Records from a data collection

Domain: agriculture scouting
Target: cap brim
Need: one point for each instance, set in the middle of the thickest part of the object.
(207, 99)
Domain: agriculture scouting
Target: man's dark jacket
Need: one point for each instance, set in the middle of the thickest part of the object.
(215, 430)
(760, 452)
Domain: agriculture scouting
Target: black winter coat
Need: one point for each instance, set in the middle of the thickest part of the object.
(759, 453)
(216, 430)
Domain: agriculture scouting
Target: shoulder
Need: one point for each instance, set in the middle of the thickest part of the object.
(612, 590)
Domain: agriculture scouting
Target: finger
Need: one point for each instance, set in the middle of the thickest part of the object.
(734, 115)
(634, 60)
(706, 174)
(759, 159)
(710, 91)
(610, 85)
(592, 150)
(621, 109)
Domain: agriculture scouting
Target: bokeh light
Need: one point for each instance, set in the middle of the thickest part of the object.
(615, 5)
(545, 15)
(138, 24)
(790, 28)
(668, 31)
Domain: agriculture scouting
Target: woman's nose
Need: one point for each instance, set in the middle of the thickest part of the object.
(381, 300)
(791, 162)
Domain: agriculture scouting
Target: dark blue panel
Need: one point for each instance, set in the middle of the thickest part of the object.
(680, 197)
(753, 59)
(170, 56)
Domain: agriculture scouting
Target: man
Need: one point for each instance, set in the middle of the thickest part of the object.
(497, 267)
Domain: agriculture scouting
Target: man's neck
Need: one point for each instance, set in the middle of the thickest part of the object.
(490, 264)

...

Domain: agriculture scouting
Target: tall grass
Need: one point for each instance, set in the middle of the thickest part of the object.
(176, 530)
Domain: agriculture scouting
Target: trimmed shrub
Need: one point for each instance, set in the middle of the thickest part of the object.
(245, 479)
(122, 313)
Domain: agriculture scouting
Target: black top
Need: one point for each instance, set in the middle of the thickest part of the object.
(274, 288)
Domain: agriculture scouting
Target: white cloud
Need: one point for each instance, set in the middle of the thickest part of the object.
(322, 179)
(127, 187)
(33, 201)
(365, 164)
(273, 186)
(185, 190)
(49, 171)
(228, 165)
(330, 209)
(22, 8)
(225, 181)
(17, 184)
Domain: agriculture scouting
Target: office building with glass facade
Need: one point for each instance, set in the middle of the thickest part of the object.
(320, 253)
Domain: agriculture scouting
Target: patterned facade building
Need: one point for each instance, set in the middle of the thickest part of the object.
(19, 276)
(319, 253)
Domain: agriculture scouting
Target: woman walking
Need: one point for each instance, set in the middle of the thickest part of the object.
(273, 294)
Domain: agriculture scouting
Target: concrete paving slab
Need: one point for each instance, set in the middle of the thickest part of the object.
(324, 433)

--

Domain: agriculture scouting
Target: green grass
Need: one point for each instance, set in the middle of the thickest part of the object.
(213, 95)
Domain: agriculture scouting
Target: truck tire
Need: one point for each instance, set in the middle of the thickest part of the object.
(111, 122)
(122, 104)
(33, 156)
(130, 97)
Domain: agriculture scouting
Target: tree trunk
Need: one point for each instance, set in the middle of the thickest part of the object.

**WORK TO COMPLETE**: Write down, word for word, the lines above from the one containing "Target: shoulder" through the one containing "Target: finger", both ends included.

**RESULT FOR THIS EXERCISE**:
Target: shoulder
Need: one point for each instance, set in the middle of the thickest part of the object.
(612, 590)
Domain: agriculture scouting
Target: finger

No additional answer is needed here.